STATED PROBLEM: The required result is the exact run of lines beginning at the one containing "Reviewer note: confirm that each instance of the distant" and ending at the last line of the entries.

--- start MATERIAL SUPPLIED ---

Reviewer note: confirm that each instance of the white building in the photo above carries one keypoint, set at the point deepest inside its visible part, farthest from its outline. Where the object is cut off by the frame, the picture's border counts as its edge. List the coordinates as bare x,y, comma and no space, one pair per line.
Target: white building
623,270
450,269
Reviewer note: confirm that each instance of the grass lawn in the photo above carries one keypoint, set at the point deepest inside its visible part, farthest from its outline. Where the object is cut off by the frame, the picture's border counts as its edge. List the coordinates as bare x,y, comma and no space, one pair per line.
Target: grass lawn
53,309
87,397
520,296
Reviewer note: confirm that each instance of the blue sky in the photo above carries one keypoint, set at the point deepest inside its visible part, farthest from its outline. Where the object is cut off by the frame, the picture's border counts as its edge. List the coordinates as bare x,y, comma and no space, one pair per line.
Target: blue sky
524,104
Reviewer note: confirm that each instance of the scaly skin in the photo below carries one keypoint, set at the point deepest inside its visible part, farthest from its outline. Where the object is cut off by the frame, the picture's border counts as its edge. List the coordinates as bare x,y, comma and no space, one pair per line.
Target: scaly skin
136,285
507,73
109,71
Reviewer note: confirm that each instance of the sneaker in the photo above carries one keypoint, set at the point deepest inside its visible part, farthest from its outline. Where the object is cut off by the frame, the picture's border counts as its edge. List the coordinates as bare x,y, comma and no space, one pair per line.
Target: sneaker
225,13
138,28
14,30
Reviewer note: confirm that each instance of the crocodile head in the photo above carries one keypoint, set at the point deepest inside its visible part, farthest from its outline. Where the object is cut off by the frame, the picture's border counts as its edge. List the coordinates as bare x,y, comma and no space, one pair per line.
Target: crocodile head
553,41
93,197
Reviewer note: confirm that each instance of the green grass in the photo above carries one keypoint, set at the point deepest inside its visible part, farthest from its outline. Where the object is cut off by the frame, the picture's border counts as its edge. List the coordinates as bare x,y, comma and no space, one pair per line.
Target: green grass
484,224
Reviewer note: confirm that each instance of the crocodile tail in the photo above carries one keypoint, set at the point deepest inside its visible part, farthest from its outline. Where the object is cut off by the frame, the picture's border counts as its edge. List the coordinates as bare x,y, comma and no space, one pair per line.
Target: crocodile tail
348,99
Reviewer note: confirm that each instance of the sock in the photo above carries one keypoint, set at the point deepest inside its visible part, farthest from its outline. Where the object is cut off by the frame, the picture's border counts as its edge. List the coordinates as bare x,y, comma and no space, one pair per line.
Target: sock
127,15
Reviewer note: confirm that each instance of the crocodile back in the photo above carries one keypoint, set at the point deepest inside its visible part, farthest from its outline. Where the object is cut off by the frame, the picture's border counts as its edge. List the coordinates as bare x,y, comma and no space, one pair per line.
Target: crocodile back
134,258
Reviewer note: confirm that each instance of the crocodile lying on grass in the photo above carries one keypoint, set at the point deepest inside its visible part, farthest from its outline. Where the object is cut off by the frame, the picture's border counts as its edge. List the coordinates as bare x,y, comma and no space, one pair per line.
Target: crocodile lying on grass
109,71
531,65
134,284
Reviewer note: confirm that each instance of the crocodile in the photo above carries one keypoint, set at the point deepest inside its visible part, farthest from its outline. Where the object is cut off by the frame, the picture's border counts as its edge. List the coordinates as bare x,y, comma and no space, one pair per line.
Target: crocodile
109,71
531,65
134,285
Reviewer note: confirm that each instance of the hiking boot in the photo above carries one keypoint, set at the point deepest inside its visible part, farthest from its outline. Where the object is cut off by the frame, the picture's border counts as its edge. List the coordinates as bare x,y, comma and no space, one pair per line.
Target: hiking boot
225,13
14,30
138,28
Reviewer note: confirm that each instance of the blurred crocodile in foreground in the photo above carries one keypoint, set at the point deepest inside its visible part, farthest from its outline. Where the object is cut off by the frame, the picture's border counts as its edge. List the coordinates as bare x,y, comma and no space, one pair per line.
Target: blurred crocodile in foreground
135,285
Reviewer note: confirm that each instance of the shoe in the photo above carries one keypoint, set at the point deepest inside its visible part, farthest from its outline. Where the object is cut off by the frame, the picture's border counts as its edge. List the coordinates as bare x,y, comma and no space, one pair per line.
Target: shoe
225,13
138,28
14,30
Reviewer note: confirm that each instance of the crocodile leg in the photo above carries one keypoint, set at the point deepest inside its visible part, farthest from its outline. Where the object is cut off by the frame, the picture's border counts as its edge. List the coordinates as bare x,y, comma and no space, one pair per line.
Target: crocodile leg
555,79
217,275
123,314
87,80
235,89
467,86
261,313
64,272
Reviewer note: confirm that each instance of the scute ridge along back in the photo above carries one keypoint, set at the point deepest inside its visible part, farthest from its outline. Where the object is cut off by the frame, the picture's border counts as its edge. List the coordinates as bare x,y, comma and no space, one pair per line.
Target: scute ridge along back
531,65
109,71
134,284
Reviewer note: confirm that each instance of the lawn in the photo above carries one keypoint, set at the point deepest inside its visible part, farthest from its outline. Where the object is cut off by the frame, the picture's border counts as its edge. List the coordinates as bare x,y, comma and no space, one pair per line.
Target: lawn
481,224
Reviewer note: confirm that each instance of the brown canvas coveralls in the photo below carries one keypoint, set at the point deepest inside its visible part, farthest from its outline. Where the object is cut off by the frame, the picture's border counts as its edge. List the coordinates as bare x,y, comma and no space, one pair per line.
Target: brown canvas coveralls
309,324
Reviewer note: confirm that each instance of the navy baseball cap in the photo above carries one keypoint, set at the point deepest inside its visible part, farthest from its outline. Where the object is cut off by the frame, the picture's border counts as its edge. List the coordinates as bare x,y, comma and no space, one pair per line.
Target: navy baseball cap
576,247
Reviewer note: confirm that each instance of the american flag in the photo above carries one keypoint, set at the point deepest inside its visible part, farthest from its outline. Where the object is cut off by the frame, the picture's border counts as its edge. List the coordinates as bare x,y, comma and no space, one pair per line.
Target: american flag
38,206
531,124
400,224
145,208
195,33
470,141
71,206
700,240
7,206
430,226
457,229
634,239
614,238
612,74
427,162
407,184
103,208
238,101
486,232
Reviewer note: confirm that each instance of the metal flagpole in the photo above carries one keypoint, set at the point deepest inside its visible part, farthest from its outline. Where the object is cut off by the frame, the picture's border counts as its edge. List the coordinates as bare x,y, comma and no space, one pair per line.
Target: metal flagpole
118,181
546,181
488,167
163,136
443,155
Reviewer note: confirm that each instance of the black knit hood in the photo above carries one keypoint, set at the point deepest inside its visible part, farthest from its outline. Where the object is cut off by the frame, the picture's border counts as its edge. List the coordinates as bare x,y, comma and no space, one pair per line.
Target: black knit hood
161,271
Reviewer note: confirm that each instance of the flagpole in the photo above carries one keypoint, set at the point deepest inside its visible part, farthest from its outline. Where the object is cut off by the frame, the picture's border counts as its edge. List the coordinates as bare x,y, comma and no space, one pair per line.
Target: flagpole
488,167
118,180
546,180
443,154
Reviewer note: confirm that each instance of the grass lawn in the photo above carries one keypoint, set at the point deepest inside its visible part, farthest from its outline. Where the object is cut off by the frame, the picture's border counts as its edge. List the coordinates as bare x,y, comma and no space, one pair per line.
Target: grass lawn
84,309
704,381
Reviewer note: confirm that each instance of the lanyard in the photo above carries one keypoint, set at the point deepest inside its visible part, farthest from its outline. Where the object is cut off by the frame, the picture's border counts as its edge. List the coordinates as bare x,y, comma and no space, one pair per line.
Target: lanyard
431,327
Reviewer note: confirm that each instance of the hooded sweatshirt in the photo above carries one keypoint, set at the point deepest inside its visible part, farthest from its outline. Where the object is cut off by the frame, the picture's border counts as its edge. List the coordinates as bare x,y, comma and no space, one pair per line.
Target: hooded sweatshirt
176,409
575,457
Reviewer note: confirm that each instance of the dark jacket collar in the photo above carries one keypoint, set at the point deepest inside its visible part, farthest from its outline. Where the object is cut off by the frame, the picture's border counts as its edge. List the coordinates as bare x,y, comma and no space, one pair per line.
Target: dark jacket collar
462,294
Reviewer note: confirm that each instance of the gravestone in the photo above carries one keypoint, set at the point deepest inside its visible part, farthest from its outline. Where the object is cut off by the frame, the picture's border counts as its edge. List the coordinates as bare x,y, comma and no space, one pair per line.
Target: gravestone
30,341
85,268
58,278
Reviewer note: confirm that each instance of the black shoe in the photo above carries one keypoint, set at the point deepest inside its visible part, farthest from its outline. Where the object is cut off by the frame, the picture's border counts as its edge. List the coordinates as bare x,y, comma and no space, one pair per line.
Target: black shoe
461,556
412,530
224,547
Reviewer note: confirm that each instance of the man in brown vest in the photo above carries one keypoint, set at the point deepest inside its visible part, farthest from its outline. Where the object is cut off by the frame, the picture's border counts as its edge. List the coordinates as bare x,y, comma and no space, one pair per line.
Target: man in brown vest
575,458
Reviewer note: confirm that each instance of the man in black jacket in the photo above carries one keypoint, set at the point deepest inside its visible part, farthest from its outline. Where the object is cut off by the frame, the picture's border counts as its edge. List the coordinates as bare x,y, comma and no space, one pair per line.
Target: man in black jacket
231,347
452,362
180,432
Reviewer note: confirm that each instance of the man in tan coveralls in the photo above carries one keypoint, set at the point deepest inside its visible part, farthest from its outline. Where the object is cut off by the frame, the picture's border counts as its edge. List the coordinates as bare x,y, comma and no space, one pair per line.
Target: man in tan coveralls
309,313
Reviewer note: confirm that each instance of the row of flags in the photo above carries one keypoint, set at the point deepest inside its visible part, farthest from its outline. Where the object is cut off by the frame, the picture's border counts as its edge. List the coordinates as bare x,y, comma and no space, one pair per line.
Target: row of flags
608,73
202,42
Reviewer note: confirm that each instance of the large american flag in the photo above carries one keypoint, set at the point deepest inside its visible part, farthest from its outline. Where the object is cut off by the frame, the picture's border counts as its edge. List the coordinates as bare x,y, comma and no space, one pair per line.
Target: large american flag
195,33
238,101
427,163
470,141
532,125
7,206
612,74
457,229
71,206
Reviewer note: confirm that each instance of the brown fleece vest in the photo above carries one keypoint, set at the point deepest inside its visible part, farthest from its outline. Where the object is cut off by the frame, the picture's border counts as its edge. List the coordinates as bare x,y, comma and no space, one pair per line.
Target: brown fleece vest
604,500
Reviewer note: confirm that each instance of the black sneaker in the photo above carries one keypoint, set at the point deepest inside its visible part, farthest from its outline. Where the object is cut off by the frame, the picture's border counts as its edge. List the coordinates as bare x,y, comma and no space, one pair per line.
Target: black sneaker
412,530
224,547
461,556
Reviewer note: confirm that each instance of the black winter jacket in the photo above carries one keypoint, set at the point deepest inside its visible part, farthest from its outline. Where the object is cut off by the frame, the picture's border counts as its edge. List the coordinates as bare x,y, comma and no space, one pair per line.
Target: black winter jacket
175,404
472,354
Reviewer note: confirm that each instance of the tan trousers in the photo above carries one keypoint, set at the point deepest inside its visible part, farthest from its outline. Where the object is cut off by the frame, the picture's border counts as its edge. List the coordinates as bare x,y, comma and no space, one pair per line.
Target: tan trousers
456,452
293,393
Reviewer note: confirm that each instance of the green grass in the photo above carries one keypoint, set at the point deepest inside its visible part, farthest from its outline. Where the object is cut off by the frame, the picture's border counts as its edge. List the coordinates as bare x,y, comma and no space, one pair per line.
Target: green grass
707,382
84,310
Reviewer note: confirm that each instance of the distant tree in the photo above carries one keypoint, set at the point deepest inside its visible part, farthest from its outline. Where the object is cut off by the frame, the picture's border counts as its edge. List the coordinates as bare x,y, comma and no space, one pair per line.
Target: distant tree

--- end MATERIAL SUPPLIED ---

THE SOLUTION:
Reviewer note: confirm that each instance of the distant tree in the photo above carries one keypoint, set at the point deepest inside its visible part, farthest from its outline. Where the object is cut off by the frame, the picture's border counts as its edge. List the coordinates as bare x,y, comma and no space, one pair per line.
Target: distant tree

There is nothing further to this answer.